__Document text__.
******************************

Implementing a two-layer neural network from scratch

Question

Implementing a two-layer neural network from scratch

ljvmiranda921 opened this issue 3 years ago · comments

Lj Miranda commented 3 years ago

Written on 02/16/2017 04:06:50

URL: https://ljvmiranda921.github.io/notebook/2017/02/17/artificial-neural-networks/

Lj Miranda · Answer 1 · Fri Mar 26 2021 13:56:30 GMT+0800 (China Standard Time)

Comment written by Vinod Kumar on 07/20/2017 07:16:51

Thanks for the posts. Your posts have been very helpful.

Could you please help me with these confusions?

1. In these expressions:

grads['W2'] = np.dot(a1.T, dscores)

grads['W1'] = np.dot(X.T, dhidden)

Why is there a Transpose(a1.T and X.T)? Is it to make it suitable for dot product?

2. Why are we dividing the dscores by number of examples?
dscores /= N

Lj Miranda · Answer 2 · Fri Mar 26 2021 13:56:36 GMT+0800 (China Standard Time)

Comment written by Lj Miranda on 07/20/2017 16:28:35

Hi Vinod! Glad my posts helped!

As for your questions:

1. Yes you are correct. We want our matrices to have the same "inner size" so that doing a dot product won't break. Try checking the shape of the matrices in your implementation and make sure that $(a, b) \dot (b, c)$.

2. Recall that we are computing for a loss with the following equation:
$$
L = (1/N) \sum_{i} L_{i} + reg_term
$$

The derivation of the softmax doesn't include the 1/N yet, that's why we are
dividing it after computation.

Lj Miranda · Answer 3 · Fri Mar 26 2021 13:56:42 GMT+0800 (China Standard Time)

Comment written by Vinod Kumar on 07/20/2017 20:55:02

Oh right! I was only looking at the derivative of the loss function of a single example (Li) instead of the total loss.

Thanks for the clarification :)

Lj Miranda · Answer 4 · Fri Mar 26 2021 13:56:48 GMT+0800 (China Standard Time)

Comment written by chris on 07/22/2017 13:58:43

I might just jump in here since my question is basically one step before Vinod's questions:

Why are we doing this:

dscores[range(N),y] -= 1

instead of:

dscores[range(N),y] = -1

Why are we subtracting one for the right class score instead of setting it to '-1'.
From the lecture slides of cs231n I assumed we were basically doing df/df as the very beginning of backprob, so in this particular case this would be -(dL_i/dL_i). wouldn't it?

******************************

__Work to complete__.
[1] Give every code statement that is quoted in the two-layer neural network thread.
[2] Write the next part of the two-layer neural network thread, beginning after the last sentence of chris's comment.

******************************

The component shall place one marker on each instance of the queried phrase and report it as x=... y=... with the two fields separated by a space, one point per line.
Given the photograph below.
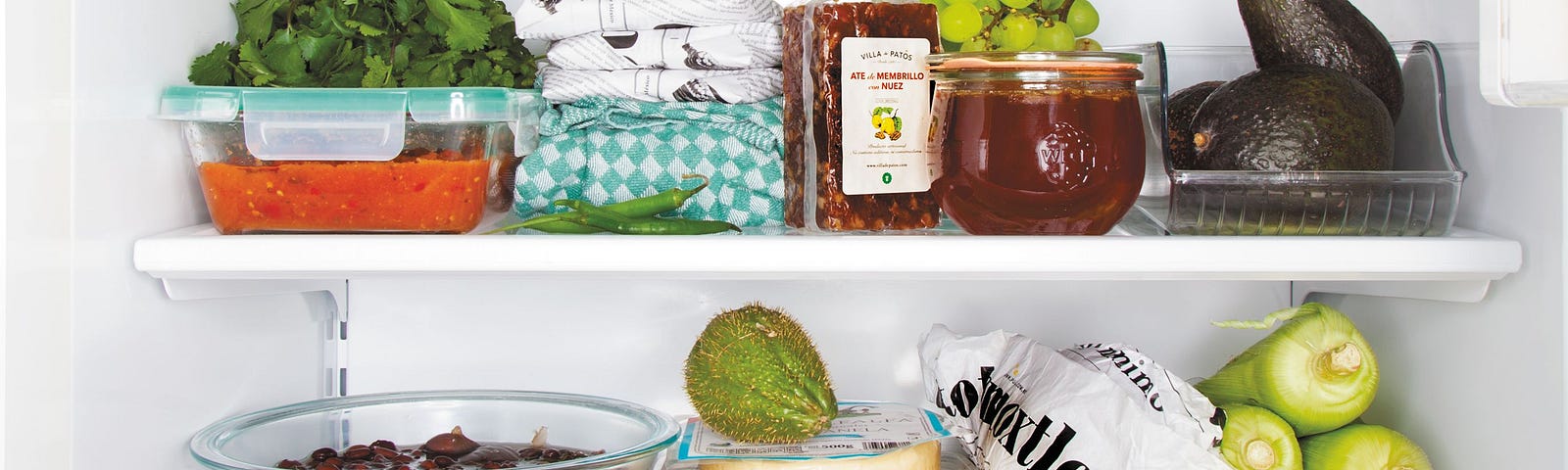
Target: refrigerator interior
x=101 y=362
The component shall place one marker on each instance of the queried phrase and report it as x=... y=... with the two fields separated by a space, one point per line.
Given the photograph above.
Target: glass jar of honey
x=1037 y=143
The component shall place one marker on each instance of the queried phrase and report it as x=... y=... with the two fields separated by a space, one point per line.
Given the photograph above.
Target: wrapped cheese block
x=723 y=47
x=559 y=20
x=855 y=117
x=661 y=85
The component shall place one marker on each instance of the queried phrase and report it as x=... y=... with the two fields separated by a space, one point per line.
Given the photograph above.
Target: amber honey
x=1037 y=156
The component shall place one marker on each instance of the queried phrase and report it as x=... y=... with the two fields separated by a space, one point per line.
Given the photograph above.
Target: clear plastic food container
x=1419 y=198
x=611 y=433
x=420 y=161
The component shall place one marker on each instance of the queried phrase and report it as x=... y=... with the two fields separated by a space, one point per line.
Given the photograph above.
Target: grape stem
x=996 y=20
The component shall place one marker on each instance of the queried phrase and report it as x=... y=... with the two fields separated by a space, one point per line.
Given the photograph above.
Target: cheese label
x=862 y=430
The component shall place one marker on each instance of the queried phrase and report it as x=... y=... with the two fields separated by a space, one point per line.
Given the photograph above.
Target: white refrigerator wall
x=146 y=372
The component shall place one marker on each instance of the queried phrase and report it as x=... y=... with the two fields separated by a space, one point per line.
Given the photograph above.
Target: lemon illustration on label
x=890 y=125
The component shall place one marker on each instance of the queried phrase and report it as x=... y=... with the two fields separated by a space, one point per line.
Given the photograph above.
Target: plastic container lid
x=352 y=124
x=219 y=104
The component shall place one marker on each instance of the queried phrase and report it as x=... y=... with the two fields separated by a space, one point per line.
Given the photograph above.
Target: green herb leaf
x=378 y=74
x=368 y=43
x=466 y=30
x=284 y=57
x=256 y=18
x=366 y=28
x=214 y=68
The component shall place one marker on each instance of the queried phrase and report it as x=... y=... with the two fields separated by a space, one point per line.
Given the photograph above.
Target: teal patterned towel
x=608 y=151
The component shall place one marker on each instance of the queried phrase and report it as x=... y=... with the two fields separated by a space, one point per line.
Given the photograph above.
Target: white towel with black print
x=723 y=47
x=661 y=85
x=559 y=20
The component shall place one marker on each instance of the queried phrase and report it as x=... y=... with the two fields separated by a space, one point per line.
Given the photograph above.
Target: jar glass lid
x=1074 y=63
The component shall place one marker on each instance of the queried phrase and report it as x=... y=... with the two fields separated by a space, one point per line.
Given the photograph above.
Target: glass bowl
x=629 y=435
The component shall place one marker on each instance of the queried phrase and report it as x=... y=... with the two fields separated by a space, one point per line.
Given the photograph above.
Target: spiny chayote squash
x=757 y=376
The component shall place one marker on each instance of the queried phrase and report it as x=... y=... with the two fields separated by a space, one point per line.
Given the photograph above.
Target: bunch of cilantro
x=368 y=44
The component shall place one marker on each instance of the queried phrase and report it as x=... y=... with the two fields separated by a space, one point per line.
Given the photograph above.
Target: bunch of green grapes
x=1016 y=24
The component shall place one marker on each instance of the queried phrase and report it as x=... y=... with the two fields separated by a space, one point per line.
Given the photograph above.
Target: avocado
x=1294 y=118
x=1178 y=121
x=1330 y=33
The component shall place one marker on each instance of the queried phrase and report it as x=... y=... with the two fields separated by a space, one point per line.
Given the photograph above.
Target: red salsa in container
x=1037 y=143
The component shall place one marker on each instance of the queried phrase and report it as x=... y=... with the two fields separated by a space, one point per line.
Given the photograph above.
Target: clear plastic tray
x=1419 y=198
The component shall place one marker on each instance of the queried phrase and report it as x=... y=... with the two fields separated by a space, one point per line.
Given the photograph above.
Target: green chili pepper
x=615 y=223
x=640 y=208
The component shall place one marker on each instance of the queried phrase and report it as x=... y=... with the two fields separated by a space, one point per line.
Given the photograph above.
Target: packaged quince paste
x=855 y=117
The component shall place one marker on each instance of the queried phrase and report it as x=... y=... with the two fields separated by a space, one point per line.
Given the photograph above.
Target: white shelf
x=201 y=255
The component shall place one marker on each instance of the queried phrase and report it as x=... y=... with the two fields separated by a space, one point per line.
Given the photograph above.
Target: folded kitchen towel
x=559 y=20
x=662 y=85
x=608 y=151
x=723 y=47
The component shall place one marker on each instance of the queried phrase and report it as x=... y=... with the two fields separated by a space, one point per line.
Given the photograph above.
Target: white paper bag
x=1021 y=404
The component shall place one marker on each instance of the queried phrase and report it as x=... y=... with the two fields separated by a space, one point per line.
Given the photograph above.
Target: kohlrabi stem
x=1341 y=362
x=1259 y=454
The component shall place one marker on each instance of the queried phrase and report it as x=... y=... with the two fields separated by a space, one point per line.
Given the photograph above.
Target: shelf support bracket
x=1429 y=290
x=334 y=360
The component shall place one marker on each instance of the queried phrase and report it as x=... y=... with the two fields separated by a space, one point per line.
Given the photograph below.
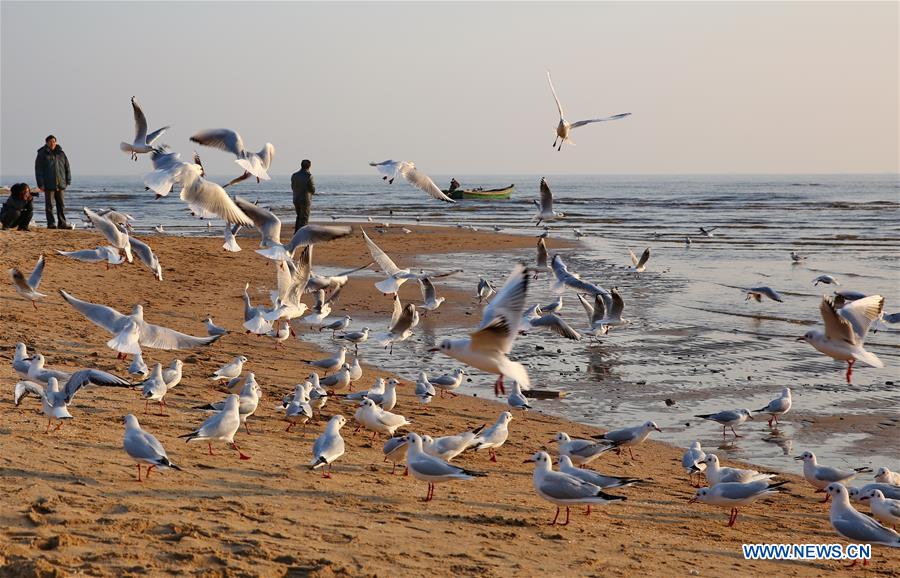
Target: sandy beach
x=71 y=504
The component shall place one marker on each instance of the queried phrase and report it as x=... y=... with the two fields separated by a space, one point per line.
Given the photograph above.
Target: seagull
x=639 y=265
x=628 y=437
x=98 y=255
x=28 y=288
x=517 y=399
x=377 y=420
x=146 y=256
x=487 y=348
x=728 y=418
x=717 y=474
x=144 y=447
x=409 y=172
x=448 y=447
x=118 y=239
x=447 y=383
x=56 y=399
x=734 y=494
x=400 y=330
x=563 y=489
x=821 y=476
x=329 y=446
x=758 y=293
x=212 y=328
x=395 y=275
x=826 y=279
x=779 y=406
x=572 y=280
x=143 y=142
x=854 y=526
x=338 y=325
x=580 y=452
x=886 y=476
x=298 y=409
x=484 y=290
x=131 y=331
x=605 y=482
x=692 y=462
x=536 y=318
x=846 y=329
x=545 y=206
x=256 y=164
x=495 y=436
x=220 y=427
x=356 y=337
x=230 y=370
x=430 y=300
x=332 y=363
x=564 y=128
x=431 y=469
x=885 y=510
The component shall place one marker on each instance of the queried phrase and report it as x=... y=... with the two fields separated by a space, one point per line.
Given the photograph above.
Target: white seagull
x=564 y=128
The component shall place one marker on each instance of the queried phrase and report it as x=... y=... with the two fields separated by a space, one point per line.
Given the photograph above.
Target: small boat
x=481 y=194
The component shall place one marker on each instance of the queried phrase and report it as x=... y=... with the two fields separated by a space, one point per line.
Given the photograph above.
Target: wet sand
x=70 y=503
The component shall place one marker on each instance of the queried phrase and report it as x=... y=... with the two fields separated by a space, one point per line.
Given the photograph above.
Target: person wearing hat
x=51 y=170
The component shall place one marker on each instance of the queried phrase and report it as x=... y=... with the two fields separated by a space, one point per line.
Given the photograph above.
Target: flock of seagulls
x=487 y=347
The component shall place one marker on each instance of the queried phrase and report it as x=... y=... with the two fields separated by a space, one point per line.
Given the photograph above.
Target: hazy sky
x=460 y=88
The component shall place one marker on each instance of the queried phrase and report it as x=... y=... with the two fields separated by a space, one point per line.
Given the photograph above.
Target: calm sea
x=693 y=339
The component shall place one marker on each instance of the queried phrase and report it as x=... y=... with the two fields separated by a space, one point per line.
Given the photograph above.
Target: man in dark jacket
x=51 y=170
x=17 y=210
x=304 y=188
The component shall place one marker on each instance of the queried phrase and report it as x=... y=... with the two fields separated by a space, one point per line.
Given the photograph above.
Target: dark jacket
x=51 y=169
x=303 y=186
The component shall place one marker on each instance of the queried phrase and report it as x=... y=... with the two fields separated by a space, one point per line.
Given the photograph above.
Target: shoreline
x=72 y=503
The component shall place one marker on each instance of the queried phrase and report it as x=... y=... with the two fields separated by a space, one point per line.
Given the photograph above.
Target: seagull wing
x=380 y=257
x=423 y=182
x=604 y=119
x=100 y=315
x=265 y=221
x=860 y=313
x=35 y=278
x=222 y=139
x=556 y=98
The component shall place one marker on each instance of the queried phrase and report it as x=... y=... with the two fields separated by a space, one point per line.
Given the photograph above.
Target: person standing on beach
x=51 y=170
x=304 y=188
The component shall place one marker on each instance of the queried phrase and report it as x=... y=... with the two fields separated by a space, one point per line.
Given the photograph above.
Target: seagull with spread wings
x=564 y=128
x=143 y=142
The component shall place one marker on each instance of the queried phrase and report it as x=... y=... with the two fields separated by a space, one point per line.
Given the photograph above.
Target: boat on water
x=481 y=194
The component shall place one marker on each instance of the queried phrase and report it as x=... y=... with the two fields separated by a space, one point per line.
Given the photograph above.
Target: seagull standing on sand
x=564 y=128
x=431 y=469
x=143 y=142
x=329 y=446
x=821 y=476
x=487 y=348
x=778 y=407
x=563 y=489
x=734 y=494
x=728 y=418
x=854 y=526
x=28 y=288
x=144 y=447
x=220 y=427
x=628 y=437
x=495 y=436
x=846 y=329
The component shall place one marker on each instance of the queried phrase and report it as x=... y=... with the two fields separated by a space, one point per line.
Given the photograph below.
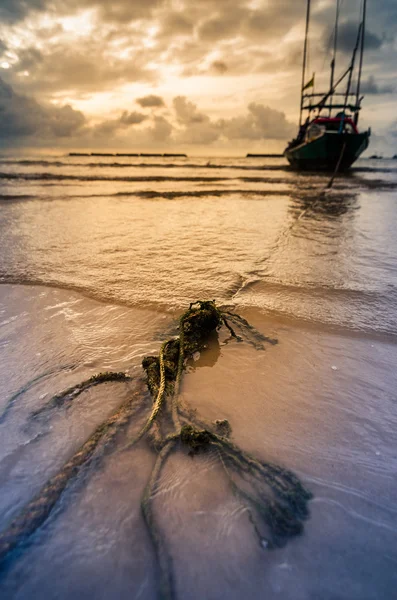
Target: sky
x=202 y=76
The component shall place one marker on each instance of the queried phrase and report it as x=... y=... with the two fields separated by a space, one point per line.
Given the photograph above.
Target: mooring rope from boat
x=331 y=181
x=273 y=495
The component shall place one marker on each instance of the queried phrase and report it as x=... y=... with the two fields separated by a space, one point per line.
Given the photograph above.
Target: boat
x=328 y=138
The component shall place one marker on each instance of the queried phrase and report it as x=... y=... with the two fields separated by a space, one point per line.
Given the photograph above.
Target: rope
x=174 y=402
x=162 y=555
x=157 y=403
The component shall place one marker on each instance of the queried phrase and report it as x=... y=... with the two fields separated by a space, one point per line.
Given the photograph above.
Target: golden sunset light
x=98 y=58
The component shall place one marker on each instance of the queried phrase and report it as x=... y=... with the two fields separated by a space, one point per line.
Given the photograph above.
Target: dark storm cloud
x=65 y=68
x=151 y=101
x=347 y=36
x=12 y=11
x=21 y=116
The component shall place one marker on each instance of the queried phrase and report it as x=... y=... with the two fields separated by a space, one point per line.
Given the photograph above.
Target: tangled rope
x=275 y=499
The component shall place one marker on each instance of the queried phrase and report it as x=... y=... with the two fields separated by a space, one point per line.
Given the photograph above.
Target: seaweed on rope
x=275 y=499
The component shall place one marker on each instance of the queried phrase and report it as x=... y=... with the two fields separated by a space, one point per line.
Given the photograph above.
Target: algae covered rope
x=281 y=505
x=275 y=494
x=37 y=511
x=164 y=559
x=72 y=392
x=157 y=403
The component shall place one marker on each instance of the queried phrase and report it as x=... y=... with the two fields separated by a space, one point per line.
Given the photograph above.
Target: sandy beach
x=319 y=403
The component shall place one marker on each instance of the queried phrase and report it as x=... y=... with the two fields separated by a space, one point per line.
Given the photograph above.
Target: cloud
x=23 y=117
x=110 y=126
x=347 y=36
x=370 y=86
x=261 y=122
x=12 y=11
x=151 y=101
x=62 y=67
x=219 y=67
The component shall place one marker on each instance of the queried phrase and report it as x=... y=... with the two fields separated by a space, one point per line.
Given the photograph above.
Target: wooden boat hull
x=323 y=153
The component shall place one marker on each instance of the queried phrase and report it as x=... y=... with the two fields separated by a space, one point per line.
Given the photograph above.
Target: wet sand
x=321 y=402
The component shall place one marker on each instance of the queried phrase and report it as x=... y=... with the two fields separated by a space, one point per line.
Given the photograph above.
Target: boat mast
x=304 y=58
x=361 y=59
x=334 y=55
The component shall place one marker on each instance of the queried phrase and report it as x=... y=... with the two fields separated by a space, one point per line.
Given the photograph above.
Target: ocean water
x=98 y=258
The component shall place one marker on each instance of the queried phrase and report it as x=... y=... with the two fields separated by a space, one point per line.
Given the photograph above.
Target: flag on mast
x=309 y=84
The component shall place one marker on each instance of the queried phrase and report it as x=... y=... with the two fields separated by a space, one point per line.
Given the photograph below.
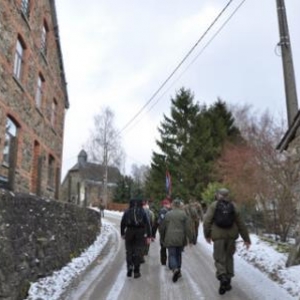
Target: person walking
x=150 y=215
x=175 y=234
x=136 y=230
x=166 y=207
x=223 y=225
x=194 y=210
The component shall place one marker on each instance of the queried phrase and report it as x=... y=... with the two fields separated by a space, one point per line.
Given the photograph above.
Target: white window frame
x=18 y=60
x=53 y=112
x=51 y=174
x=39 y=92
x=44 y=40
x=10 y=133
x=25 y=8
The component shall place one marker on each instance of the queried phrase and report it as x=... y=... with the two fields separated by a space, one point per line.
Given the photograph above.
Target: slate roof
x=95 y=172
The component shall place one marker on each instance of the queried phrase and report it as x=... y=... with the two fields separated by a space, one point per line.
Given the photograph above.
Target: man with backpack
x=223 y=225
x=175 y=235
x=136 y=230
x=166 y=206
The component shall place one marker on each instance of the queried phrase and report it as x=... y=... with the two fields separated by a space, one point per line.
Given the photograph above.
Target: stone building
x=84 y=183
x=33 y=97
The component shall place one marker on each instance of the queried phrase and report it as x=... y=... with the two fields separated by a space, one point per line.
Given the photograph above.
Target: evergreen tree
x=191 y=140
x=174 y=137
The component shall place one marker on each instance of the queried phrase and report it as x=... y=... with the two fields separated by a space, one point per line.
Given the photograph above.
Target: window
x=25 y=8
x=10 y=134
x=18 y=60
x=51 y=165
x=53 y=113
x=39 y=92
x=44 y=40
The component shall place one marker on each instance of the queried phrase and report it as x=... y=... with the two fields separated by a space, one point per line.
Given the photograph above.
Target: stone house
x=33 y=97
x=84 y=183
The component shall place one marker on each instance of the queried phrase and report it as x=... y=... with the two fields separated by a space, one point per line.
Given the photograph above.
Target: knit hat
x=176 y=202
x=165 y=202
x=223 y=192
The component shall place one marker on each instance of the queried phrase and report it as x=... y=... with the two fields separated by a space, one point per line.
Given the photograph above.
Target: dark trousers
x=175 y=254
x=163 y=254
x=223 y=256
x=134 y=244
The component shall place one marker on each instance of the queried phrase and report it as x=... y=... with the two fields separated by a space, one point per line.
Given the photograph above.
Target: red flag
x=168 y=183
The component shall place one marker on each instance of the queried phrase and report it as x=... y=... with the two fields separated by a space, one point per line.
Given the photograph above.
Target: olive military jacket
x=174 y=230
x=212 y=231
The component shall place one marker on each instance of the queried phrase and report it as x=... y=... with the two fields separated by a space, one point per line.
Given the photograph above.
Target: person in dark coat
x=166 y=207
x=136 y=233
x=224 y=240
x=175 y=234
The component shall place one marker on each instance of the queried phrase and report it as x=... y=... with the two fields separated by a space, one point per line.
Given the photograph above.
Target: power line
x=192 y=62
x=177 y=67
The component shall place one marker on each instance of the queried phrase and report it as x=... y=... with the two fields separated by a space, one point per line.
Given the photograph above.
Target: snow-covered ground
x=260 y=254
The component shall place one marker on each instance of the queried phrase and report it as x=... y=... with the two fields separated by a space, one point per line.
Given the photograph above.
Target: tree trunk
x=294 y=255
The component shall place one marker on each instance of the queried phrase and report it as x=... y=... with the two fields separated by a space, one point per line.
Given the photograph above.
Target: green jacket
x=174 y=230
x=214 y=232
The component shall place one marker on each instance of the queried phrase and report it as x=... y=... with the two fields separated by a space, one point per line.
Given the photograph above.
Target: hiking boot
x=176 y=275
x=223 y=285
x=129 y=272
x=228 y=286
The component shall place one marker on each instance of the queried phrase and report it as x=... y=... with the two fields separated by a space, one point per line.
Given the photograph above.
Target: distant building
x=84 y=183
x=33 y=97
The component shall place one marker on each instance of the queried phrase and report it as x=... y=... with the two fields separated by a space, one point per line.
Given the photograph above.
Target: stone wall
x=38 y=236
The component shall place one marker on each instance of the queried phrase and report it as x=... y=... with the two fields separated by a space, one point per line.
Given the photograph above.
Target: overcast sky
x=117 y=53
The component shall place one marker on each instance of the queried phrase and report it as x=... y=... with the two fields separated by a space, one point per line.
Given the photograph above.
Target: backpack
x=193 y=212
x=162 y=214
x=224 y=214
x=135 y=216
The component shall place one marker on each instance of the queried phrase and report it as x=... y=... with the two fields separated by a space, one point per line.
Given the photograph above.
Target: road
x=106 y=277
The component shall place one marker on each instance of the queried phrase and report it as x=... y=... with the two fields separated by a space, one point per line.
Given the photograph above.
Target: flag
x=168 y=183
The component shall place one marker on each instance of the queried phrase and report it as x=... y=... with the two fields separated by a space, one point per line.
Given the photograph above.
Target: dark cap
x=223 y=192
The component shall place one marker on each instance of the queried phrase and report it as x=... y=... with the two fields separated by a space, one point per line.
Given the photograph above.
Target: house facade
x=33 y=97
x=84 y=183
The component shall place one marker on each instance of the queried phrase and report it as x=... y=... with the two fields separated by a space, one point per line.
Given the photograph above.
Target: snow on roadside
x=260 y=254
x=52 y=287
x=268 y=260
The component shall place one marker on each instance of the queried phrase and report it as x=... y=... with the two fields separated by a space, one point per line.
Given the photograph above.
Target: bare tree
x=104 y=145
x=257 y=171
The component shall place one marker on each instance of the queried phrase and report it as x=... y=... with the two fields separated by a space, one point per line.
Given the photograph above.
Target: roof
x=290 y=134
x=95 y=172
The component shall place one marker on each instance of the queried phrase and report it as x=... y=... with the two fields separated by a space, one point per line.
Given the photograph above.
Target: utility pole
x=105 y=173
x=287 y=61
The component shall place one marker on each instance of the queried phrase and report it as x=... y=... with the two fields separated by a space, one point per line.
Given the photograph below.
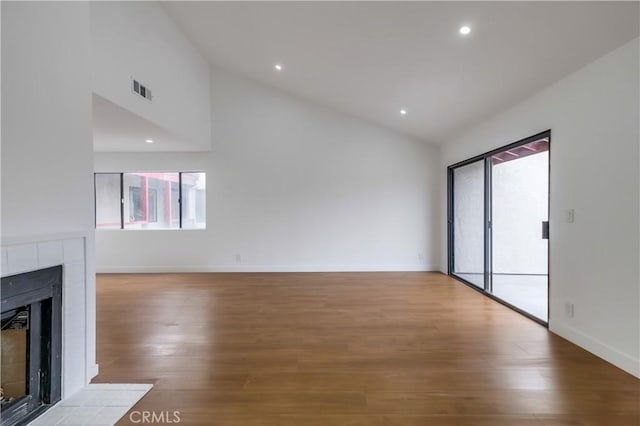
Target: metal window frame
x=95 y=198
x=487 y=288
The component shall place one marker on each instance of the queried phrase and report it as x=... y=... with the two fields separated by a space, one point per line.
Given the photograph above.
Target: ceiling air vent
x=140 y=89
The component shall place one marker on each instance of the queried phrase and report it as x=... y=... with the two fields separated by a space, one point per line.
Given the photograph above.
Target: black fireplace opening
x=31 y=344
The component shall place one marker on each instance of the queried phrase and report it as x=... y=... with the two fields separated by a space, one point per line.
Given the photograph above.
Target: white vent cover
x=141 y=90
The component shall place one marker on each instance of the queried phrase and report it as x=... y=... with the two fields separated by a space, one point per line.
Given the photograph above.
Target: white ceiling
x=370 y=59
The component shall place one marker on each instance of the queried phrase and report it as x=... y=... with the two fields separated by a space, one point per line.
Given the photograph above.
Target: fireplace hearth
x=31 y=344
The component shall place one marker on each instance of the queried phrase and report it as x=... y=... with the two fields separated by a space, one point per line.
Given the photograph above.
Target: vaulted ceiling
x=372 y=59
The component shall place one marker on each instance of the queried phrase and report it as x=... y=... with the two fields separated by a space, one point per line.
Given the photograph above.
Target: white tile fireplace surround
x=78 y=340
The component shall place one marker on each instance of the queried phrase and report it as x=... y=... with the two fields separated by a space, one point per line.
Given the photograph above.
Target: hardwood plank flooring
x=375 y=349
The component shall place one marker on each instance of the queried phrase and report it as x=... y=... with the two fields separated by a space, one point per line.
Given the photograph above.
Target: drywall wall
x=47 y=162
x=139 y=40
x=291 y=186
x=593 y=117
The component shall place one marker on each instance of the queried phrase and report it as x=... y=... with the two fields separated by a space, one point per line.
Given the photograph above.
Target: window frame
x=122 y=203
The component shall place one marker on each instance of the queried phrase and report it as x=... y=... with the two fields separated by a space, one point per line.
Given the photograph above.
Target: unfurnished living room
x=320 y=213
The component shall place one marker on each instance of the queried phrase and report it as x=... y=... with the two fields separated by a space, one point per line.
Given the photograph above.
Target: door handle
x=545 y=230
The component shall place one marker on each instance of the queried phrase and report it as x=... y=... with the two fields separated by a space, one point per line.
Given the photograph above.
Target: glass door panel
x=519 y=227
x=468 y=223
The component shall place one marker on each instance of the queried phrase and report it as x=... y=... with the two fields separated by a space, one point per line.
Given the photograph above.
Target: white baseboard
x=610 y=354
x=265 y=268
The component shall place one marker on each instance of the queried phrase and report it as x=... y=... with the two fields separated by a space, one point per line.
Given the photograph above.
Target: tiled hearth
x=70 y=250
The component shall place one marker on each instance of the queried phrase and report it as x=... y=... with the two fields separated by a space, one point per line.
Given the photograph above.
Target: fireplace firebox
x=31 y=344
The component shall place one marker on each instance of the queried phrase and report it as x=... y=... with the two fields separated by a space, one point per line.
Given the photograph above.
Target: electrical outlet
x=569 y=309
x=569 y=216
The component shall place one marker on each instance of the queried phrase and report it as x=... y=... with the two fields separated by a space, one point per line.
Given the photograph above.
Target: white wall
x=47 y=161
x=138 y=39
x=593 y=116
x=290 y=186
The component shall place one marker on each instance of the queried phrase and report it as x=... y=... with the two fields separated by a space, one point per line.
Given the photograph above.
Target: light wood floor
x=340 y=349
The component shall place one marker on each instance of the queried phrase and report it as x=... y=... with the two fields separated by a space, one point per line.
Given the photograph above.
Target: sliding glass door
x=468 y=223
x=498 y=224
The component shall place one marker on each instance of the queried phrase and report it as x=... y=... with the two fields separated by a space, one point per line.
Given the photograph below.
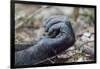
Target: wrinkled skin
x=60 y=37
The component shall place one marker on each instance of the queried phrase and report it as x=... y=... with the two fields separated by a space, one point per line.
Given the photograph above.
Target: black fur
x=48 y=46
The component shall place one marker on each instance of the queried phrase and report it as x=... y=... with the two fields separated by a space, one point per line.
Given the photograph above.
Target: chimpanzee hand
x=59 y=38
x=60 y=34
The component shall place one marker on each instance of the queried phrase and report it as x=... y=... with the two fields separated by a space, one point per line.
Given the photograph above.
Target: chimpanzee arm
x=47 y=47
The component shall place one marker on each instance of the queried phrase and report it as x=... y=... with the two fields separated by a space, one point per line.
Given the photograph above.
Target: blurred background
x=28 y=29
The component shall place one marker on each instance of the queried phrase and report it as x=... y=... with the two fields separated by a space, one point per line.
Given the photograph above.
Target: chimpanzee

******************************

__Expected answers__.
[1]
grads['W2'] = np.dot(a1.T, dscores)
grads['W1'] = np.dot(X.T, dhidden)
dscores /= N
dscores[range(N),y] -= 1
dscores[range(N),y] = -1

[2]
Lj Miranda · Answer 5 · Fri Mar 26 2021 13:56:55 GMT+0800 (China Standard Time)

Comment written by Lj Miranda on 07/22/2017 14:54:43

Hi Chris,

When we're doing backprop, one of the first steps would be to compute the gradient of the loss L_i with respect to the output f_k. Intuitively, we're "measuring" the change in the loss with respect to the output of the network, that is, dL_i / df_k . It turns out that the answer for this is simply

(dL_i / df_k) = p_k - 1 , where p_k is the softmax output (or the scores in our code).

Anyways, what we're gonna do now is to compute (dL_i / df_k) .

This can actually be seen in the lecture notes here (http://cs231n.github.io/neu....

For the actual derivation, what they did is that they set the softmax output as p (as p_k = exp(f_k) / sum(exp(f_j)) ) so that L_i = -log(p_k). And then via chain rule:

dL_i / df_k = (dL_i / dp_k) * (dp_k / df_k)

The first term is just a simple derivative of the log() function. The second term is the derivative of the softmax function. The math in the second term is a bit involved (and I don't know how to typeset LaTeX here in Disqus comments. It may look messy) so I can refer you to this link: http://eli.thegreenplace.ne...

Hope this explanation helped!

Lj Miranda · Answer 6 · Fri Mar 26 2021 13:57:01 GMT+0800 (China Standard Time)

Comment written by chris on 07/23/2017 21:25:51

Hi!

Yes, thanks a lot for the detailed explanation. I'm trying to map the calculations to the circuits that are visualized on the slides. However, I'm still struggling which gates are needed and which can be discarded and packed together with others.

Sorry for bothering, but could you briefly explain this step?:

dhidden = np.dot(dscores, W2.T)

Why are we using W2? What is the formula behind it?

Thanks a lot again!!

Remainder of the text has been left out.